__Source__:
Contrôleur aérien
“Central aéroport Haneda, j’écoute”
Le pilote
“Appareil Gulfstream 550, départ de Beyrouth, nous demandons autorisation d’atterrir;”
Contrôleur aérien
“Autorisation accordée.”
Un inspecteur
“Monsieur Ghosn, vous êtes en état d’arrestation. Tendez vos mains s’il vous plaît”
Carlos Ghosn
“Mais je quoi… vous savez qui je suis?
Appelez Nissan et mes avocats.”
À peine arrivé à l’aéroport de Tokyo le 19 novembre 2018, Carlos Ghosn est arrêté à 16h35 à la sortie de son jet privé.
Je vous raconte aujourd’hui l’histoire d’un homme qui, en voulant toujours plus, a été stoppé en pleine course : Carlos Ghosn. Dans ce 2e épisode, Carlos découvre avec stupeur un vrai coup d’état orchestré dans son dos.
Pour lire/écouter le premier épisode => Carlos Ghosn: le sauveur de Nissan – Ep 1
Table des matières
Un tourbillon médiatique et le procès de la cupidité
Épilogue : un système judiciaire implacable

Le début de l’enquête
Alors qu’il foule le tapis rouge du festival de Cannes au bras de Carole en 2018, un lanceur d’alerte contacte Nissan au même moment car il soupçonne Carlos d’avoir falsifié des comptes et dissimulé la moitié de ses revenus au fisc japonais. L’enquête est menée par Hidetoshi Imazu, un auditeur interne à Nissan.

__Données fournies__:
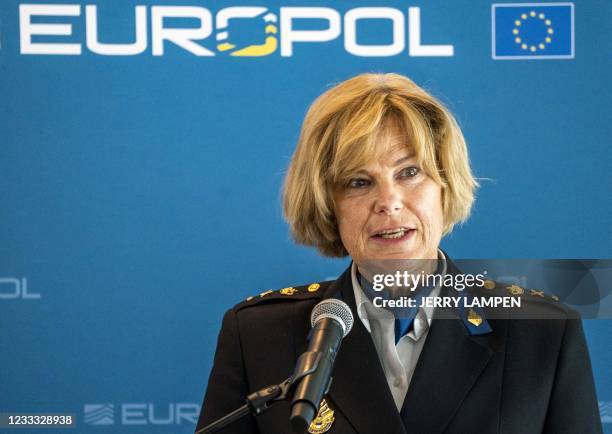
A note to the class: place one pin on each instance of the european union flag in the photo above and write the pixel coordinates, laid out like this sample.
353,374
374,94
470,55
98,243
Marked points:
533,30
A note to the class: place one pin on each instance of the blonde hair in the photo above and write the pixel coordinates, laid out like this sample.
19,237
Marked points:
339,135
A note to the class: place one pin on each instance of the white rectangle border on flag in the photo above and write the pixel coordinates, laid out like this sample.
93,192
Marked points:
534,57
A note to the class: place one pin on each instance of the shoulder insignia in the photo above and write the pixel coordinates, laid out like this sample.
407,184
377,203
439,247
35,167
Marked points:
288,291
516,290
313,287
263,294
489,284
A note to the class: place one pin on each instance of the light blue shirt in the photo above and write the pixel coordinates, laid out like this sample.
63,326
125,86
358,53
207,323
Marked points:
398,361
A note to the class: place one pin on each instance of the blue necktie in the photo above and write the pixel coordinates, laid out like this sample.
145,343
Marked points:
404,316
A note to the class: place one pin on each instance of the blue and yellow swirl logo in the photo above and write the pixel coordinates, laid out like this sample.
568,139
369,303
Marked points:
269,32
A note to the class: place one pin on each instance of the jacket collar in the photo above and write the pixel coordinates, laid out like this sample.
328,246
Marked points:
452,360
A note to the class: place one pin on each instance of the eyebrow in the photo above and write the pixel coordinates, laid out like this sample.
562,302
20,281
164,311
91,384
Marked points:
397,163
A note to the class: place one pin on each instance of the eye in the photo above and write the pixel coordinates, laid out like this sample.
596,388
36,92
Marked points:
358,183
410,172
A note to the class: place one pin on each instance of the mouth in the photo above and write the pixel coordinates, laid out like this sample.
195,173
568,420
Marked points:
393,234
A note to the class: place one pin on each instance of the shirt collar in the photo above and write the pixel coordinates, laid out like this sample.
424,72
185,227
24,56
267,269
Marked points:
361,300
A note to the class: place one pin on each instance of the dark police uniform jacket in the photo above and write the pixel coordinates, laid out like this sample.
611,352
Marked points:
524,376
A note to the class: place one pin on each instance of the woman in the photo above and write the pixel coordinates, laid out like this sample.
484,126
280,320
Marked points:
381,172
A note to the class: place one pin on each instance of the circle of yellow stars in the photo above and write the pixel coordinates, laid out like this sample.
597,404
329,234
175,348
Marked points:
517,34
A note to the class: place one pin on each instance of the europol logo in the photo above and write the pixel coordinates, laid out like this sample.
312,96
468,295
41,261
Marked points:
532,30
99,414
268,23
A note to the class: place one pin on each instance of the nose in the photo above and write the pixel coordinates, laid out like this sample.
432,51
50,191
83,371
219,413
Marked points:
388,199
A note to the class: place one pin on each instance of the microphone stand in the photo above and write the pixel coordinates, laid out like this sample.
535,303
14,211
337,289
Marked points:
263,399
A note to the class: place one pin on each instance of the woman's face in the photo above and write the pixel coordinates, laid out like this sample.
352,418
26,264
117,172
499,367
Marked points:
390,209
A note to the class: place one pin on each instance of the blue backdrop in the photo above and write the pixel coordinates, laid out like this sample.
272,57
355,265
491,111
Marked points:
140,191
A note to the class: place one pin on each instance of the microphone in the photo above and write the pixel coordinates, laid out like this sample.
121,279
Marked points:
331,321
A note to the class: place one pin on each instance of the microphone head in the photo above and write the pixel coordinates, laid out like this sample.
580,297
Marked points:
334,309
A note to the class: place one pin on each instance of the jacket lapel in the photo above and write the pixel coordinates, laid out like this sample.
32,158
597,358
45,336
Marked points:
359,387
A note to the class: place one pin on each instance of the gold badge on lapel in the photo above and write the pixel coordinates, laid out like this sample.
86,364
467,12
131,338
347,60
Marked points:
474,318
323,421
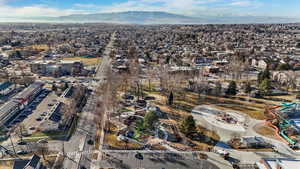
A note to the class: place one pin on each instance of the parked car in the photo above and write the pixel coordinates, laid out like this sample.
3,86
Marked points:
21,143
22,152
43,141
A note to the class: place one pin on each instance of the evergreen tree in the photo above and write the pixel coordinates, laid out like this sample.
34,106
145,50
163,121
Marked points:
265,86
248,88
188,125
170,99
149,120
231,90
263,75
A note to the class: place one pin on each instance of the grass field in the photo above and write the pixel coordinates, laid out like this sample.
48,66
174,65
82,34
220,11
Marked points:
6,164
85,61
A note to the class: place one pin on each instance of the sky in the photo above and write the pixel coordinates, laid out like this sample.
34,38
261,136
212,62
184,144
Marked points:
36,8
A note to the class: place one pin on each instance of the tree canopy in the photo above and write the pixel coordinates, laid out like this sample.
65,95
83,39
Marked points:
188,125
150,119
263,75
231,90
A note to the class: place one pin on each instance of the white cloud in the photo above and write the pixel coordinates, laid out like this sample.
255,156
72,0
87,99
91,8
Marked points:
245,3
34,10
186,7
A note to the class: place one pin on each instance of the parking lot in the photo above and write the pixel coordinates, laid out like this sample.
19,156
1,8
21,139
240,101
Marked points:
33,114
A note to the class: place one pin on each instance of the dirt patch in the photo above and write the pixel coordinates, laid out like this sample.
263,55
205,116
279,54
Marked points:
266,131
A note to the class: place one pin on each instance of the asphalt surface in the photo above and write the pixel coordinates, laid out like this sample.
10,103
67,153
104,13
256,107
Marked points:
86,127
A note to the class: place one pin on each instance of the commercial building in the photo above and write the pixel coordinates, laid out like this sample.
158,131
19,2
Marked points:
8,110
13,106
33,163
278,163
57,68
5,88
28,94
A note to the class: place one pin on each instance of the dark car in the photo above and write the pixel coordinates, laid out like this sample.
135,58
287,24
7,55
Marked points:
22,152
21,143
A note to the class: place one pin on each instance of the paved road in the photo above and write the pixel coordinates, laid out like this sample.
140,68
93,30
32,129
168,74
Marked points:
86,128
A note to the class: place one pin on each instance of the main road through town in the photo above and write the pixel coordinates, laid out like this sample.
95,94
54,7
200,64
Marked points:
86,128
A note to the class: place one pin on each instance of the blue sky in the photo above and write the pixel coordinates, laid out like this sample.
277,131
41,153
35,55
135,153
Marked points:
12,8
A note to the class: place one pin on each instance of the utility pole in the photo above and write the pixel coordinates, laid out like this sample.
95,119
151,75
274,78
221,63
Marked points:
12,144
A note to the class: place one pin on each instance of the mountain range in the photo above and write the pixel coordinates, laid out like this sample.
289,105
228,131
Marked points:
154,17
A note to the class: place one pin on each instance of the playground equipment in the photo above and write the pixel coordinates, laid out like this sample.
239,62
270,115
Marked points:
282,113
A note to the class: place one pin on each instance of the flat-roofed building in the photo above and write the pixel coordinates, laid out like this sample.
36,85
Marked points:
278,163
8,110
57,68
28,94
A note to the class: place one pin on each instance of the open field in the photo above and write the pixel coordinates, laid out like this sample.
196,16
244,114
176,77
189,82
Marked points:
85,61
111,140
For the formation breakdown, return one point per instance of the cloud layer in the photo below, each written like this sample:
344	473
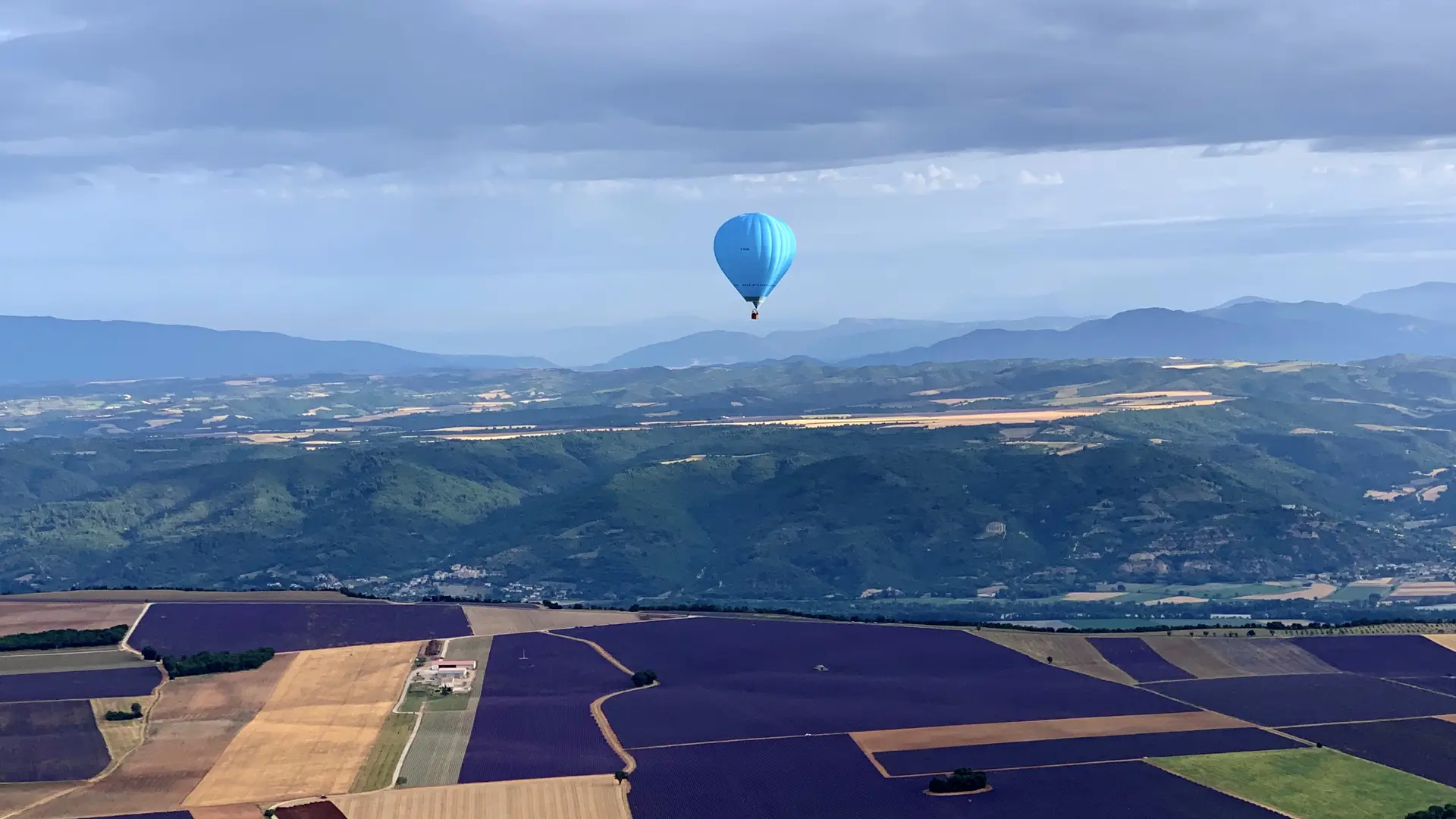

__Consigne__: Relevez s'il vous plaît tous les intervenants qui prennent la parole dans le dialogue qui ouvre le texte, en les nommant comme le texte les désigne. Les lignes fournies ne sont pas nécessaires ici.

__Réponse attendue__:
- Contrôleur aérien
- Le pilote
- Un inspecteur
- Carlos Ghosn